- _EXERCISE DESCRIPTION_
Entries follow. Return each line that contains the word "black".

- _DATA UNDER STUDY_
===============

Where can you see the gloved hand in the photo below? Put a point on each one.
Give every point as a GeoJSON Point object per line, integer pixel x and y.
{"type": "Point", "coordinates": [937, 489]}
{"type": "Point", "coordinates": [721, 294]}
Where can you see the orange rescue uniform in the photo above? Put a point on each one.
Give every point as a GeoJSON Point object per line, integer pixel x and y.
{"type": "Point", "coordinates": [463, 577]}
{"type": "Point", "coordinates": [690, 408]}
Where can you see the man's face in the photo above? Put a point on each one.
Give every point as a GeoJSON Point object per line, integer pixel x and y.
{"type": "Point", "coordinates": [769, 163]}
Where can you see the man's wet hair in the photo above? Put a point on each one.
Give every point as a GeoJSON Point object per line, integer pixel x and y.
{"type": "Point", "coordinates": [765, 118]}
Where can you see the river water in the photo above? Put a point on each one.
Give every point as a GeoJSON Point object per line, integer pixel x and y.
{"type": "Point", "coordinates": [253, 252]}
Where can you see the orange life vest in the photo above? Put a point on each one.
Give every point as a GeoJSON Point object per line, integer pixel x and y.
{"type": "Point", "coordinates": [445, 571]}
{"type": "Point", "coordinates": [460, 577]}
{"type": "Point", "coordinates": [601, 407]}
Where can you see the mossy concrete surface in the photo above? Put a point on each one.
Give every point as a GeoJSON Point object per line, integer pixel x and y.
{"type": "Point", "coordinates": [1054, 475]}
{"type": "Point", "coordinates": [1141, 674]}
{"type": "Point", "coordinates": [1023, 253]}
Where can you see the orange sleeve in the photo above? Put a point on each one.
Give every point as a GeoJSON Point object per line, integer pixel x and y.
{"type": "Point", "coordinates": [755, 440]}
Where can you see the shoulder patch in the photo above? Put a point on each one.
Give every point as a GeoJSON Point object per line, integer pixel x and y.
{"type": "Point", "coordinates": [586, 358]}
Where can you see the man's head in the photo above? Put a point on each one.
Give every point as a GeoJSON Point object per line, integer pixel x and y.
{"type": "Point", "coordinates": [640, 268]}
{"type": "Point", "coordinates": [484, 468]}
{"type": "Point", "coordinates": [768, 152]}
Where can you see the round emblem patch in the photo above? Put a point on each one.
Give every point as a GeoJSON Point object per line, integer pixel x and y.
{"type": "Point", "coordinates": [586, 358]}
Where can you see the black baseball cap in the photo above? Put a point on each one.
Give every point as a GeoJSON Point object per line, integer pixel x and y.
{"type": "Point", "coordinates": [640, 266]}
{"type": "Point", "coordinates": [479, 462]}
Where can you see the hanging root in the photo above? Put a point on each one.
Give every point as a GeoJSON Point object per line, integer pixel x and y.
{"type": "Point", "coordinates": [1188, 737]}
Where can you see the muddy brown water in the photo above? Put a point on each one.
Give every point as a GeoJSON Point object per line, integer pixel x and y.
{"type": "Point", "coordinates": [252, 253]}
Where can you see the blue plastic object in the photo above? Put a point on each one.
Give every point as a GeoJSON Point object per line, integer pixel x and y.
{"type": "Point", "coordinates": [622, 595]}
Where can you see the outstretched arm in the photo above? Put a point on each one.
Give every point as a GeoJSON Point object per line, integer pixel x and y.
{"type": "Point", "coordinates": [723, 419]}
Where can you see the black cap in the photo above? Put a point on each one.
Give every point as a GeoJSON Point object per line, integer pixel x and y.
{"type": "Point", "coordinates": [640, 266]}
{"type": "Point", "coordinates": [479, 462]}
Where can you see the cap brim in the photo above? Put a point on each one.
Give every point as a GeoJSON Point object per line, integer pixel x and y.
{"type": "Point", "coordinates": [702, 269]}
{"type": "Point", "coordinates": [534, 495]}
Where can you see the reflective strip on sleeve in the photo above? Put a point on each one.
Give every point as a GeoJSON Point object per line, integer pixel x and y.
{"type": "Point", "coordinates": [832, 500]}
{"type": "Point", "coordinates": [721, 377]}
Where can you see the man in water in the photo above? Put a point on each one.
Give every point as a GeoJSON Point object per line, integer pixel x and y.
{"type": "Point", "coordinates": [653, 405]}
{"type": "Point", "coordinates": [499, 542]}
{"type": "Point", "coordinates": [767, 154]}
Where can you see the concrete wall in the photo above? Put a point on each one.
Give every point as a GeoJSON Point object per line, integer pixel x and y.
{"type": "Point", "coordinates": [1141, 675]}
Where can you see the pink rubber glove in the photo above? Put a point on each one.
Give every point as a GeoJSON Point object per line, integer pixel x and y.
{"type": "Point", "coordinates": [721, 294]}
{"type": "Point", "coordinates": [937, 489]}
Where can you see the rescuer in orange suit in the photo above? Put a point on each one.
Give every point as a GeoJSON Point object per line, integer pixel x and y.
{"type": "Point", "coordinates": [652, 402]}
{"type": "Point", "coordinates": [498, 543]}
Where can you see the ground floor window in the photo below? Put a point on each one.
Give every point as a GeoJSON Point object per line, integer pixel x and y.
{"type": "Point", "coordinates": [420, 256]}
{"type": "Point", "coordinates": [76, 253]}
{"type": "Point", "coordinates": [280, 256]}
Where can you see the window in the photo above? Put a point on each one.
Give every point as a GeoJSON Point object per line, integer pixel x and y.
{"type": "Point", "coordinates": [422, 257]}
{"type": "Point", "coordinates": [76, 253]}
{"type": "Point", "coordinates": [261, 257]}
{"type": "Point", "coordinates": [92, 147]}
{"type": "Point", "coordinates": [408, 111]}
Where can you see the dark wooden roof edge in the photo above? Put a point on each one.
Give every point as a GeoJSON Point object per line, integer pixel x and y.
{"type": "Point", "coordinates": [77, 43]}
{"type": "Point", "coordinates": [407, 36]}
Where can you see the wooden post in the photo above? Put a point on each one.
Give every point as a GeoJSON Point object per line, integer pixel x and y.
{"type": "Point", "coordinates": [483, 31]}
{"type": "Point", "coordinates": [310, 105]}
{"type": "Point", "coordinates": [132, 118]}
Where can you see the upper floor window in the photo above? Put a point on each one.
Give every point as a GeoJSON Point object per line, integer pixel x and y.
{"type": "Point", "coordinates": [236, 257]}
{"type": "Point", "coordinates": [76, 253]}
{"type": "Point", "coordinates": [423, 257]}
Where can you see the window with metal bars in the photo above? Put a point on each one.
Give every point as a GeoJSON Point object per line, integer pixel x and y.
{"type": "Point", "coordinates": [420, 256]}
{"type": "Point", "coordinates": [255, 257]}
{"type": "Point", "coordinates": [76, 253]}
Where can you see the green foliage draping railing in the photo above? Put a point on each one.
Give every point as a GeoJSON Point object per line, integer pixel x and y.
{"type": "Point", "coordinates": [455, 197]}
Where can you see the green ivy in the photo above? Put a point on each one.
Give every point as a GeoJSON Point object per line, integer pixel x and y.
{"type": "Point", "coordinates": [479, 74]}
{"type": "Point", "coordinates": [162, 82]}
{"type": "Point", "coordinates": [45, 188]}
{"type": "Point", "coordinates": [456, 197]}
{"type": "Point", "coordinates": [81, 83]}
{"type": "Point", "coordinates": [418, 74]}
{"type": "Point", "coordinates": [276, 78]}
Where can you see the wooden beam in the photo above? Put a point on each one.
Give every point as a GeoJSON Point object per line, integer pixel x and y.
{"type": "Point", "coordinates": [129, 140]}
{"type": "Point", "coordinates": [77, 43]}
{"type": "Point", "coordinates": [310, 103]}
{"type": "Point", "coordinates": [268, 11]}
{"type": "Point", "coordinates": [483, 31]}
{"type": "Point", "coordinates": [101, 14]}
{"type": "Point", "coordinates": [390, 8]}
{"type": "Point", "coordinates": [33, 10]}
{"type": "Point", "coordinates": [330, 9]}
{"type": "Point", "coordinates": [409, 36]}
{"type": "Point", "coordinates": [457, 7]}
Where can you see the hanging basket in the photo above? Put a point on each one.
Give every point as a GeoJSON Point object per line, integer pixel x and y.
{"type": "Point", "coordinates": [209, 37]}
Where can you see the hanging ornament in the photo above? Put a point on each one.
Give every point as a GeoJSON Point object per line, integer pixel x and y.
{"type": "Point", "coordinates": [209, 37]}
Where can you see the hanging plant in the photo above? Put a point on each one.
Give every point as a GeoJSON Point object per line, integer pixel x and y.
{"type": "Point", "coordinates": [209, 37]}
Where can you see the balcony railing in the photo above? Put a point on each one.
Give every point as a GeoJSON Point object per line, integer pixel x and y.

===============

- _FINISHED TASK_
Where can you see the black baseball cap in the photo above? Put a point on each one.
Where can you see the black cap in the photo above? Put a point on each one.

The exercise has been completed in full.